:: Tasks to complete ::
1/ In the forum thread about shifting family roles, what illness was the brother almost dying of when he and his sister were younger?
2/ Reproduce the passage of the forum thread about shifting family roles word for word, starting at "My point (and" and ending at "know about, before.".

:: Selected excerpt ::
▼
Here is an interesting thing.

Unless I am mistaken, I think I was Golden Child until my mother needed to spend the winter months with my sister because D H said she could not come here after what she did the first two times and sulked like a big baby when she came, anyway.

It seems to have gotten worse and worse as time has gone on and I have been able to see what D H was talking about. I mean, I could see it and not see it at the same time.

Denial ain't just a river in Egypt, right?

My point (and I do have one, as Ellen says) is that the roles apparently change based on the need of the abusive parent.

I am quite happy to be learning all these things. It's like a prism in the sun. Brilliant, unexplored facets opening up into more of me ~ into places I could not go, or did not know about, before.

I can tell I am healing.

I am beginning to lose interest in my mother and my sister. I think that is true.

Cedar
 

BusynMember

Well-Known Member
The rules DO change. Both me AND my sister were demons at first, although I think I was the worst demon. Then my sister got married (and did not invite her golden child, my brother, which you'd think would have ticked her off, but she actually grew closer to Sis when she was doing that cruel act) and since Mom thought new Son-In-Law was nice to her, my sis became sort of like another golden child.

Now my sis didn't want bro there not because he wasn't a nice man, but because she felt he looked too ugly and even gay and she didn't want her frat sisters to see him. I wish I were making this up. I'm not. Mom sort of knew this. My sister used to yell at Mom, "Make him clean up! Do something! He's embarassing!" when they were younger and when Bro was almost dying of undiagnosed Crohn's Disease. So it's not like she had no clue. But, hey, this fits into the "do these dysfunctional people make sense" file.

So then later on Sis had twins and although Mom had said she'd never babysit for any of us, she made a living babysitting for Sissy's twins, mostly because they paid her a full time salary with benefits. She never would have done that otherwise. And during that time, due to money or not, she bonded to the twins. Does any of this jive with you yet or are you as confused as I am when I think about it? Anyway, one of the twins becamse Mom's next Golden Child so she had to be nice to Sis, although she blatantly put Sis down and sided with Golden Twin when s he was a visitor at their house. Strangely, Golden Twin was a lot like ME. And Mom HATED that my grandma used to side with me, but she admitted she did the same thing with Golden Twin, saying, "She needs me."

So I didn't need my grandma?

Right. It's a mess and makes no sense, but Sis also hated it, but put up with it for her twin's sake as she was vile to that particular twin at one time. To Sissy's credit, she has apologized to that twin and they do have a good relationship now, but,....yeah. These dysfunctional relationships make no sense.
▲
:: Entries shown ::
▼
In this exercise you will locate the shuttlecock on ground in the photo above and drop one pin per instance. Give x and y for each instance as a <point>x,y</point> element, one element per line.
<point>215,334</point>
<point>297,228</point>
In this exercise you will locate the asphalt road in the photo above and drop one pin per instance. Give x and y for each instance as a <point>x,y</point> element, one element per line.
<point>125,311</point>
▲
▼
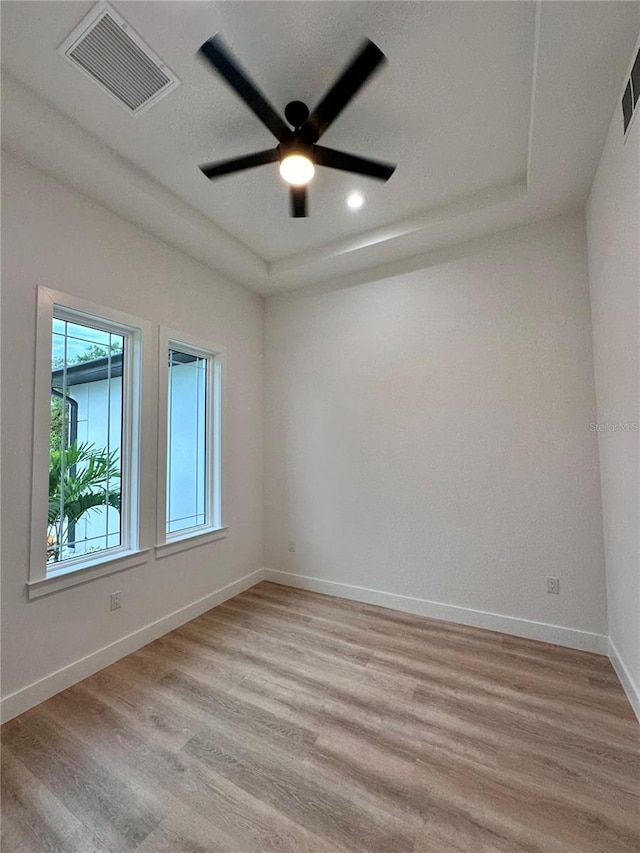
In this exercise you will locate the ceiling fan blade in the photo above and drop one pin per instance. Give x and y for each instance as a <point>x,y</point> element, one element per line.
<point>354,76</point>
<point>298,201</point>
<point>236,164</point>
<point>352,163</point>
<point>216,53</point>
▲
▼
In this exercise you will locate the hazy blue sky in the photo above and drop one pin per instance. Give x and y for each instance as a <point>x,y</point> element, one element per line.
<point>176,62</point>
▲
:: Responses for each task ::
1/ Undiagnosed Crohn's Disease.

2/
My point (and I do have one, as Ellen says) is that the roles apparently change based on the need of the abusive parent.

I am quite happy to be learning all these things. It's like a prism in the sun. Brilliant, unexplored facets opening up into more of me ~ into places I could not go, or did not know about, before.